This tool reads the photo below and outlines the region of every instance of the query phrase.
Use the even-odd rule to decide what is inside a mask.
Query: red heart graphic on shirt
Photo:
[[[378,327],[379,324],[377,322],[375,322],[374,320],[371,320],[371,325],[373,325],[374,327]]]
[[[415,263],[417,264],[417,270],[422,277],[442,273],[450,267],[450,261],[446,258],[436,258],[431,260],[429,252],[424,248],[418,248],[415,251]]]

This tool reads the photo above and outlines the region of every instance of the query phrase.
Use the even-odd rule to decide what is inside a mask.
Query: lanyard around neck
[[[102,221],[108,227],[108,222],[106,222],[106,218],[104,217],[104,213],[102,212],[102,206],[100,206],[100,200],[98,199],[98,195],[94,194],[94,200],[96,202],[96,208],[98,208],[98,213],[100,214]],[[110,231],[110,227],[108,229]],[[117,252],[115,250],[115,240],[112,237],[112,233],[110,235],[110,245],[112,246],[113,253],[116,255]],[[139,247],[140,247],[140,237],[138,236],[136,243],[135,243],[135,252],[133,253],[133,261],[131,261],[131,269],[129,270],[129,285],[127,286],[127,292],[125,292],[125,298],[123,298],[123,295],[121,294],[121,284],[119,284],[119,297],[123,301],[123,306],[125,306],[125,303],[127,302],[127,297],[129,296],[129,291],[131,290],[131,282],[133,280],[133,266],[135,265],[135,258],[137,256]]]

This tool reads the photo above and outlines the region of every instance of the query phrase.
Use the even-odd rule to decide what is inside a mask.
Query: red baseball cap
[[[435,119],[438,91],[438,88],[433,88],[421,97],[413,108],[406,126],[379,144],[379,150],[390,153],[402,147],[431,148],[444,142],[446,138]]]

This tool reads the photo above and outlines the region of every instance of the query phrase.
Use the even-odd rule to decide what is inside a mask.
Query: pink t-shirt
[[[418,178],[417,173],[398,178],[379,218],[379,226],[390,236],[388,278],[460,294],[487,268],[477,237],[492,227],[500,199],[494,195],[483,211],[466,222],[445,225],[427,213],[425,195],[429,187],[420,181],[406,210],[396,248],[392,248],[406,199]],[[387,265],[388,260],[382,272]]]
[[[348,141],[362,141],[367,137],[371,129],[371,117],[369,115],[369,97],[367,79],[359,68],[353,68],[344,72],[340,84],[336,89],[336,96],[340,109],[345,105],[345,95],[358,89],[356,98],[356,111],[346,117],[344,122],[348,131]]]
··········
Work item: Could you please reproduce each record exactly, leaving nothing out?

Response area:
This tool reads the photo below and outlines the region of every instance of the query phrase.
Use the even-odd rule to decide what is inside a mask.
Query: red heart graphic on shirt
Photo:
[[[378,327],[379,324],[377,322],[375,322],[374,320],[371,320],[371,325],[373,325],[374,327]]]
[[[415,263],[417,264],[417,270],[422,277],[442,273],[450,267],[450,261],[446,258],[436,258],[431,260],[429,252],[424,248],[418,248],[415,251]]]

This tool reads the photo above and outlines the region of every instance of the query phrase.
Use the even-odd rule to decide what is inside a mask.
Query: lanyard around neck
[[[102,221],[108,227],[108,222],[106,222],[106,218],[104,217],[104,213],[102,212],[102,206],[100,206],[100,200],[98,199],[98,195],[94,194],[94,200],[96,202],[96,208],[98,208],[98,213],[100,214]],[[110,231],[110,227],[108,229]],[[117,252],[115,250],[115,240],[112,237],[112,233],[110,235],[110,245],[112,246],[113,253],[116,255]],[[139,247],[140,247],[140,237],[138,236],[136,243],[135,243],[135,252],[133,253],[133,261],[131,261],[131,269],[129,270],[129,285],[127,286],[127,292],[125,292],[125,298],[123,298],[123,295],[121,294],[121,284],[119,284],[119,297],[123,301],[123,306],[125,306],[125,303],[127,302],[127,297],[129,296],[129,291],[131,290],[131,282],[133,280],[133,266],[135,265],[135,258],[137,256]]]

This tool reads the photo above and outlines the region of every instance of the query phrase.
Use the even-odd rule to decide what is inside a mask.
Query: red baseball cap
[[[435,119],[438,91],[438,88],[433,88],[421,97],[413,108],[406,126],[379,144],[379,150],[390,153],[402,147],[431,148],[444,142],[446,138]]]

This tool reads the photo above and outlines the region of every instance of the query phrase.
Use the even-odd rule to decide what is inside a mask.
Query: pink t-shirt
[[[418,178],[417,173],[398,178],[379,218],[379,226],[390,236],[388,278],[460,294],[487,268],[477,237],[492,227],[500,199],[494,195],[483,211],[466,222],[445,225],[427,213],[425,195],[429,187],[420,181],[406,210],[396,248],[392,248],[406,199]],[[387,265],[388,260],[382,272]]]
[[[348,141],[362,141],[367,137],[371,129],[371,117],[369,115],[369,97],[367,79],[359,68],[353,68],[344,72],[340,84],[336,89],[336,96],[340,109],[345,105],[345,95],[358,89],[356,98],[356,111],[346,117],[344,122],[348,131]]]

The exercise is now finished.